Raw records
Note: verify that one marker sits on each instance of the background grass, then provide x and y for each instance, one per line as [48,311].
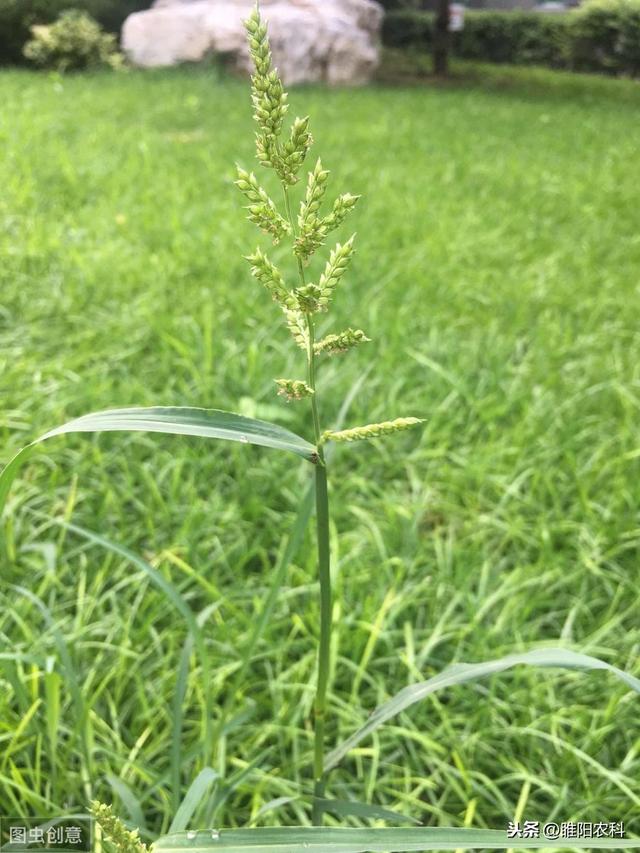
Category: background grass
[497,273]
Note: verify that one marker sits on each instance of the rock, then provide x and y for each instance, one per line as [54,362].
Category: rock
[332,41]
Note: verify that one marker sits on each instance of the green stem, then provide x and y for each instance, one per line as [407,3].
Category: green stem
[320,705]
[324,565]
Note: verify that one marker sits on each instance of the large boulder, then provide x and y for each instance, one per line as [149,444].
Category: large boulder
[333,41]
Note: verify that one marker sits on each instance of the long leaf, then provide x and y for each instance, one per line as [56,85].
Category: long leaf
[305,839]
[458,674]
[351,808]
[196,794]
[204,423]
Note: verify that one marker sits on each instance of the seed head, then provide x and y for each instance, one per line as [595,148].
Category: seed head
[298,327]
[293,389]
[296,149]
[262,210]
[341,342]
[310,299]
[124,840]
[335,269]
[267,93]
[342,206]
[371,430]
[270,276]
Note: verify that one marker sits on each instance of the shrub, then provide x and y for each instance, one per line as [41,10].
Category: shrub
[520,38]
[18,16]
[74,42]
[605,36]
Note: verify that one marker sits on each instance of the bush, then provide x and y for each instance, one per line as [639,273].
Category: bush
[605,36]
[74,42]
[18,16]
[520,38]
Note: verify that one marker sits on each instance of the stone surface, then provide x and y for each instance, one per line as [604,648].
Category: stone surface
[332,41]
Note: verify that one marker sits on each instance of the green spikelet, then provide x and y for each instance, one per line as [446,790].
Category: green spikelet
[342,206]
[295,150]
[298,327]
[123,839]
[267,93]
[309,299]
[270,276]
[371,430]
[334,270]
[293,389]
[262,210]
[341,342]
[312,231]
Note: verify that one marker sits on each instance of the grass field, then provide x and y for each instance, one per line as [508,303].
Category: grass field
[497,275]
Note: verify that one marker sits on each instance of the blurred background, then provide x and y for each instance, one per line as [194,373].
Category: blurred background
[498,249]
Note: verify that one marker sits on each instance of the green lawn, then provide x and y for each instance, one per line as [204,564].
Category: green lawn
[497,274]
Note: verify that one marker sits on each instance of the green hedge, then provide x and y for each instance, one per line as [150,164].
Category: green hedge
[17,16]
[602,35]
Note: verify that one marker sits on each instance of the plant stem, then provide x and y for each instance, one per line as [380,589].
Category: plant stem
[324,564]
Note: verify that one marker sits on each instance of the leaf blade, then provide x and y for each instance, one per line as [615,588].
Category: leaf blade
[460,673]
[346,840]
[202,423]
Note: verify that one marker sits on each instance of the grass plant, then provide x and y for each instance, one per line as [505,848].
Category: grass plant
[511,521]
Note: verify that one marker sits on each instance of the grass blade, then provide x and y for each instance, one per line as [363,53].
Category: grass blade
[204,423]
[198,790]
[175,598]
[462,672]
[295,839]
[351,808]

* * *

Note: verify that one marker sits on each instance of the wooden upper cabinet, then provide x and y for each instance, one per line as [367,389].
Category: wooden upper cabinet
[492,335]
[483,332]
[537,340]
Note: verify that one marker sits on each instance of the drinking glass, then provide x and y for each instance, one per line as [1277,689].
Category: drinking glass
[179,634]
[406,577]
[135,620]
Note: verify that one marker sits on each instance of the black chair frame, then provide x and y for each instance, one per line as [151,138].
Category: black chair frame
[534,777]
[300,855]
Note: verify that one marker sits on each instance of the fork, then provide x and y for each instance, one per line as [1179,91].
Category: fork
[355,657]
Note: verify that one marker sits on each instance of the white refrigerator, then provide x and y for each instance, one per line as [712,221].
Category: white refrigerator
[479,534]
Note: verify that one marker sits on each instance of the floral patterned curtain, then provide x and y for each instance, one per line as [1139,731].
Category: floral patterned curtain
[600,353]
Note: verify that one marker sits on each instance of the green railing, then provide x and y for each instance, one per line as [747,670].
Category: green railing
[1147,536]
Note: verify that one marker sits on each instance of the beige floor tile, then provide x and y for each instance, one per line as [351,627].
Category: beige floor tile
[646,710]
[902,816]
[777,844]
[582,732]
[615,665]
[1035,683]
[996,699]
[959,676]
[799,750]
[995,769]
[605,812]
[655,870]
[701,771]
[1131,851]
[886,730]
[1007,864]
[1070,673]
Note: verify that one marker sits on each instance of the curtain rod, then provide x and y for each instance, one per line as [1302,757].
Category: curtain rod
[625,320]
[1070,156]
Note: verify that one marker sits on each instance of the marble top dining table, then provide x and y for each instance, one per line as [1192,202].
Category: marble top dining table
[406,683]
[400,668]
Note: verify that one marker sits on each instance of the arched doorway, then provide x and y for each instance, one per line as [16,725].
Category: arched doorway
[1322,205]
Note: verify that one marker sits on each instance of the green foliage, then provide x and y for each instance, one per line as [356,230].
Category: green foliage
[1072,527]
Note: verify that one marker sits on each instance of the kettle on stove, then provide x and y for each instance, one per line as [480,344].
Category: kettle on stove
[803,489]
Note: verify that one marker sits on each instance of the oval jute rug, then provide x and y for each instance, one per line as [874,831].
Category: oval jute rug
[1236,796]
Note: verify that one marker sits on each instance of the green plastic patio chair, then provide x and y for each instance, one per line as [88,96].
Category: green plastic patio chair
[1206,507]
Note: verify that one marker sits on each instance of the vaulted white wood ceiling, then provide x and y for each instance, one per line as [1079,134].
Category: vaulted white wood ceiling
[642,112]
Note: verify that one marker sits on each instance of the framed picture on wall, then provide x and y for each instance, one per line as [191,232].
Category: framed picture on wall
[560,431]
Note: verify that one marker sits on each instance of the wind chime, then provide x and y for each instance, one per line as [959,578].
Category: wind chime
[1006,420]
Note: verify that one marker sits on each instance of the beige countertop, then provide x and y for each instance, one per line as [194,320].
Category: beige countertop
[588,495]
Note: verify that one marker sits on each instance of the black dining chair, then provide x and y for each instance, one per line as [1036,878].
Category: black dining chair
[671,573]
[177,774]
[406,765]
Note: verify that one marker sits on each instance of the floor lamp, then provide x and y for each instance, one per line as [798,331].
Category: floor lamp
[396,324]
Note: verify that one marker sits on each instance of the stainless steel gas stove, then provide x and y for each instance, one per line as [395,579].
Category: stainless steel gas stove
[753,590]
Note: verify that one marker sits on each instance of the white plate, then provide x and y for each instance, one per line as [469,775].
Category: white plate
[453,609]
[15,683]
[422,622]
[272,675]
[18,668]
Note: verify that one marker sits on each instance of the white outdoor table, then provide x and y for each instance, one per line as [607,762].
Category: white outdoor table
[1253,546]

What is asked
Tally the lines in the data above that contain the string "outdoor", treating case as significant. Give only the number.

Task output
2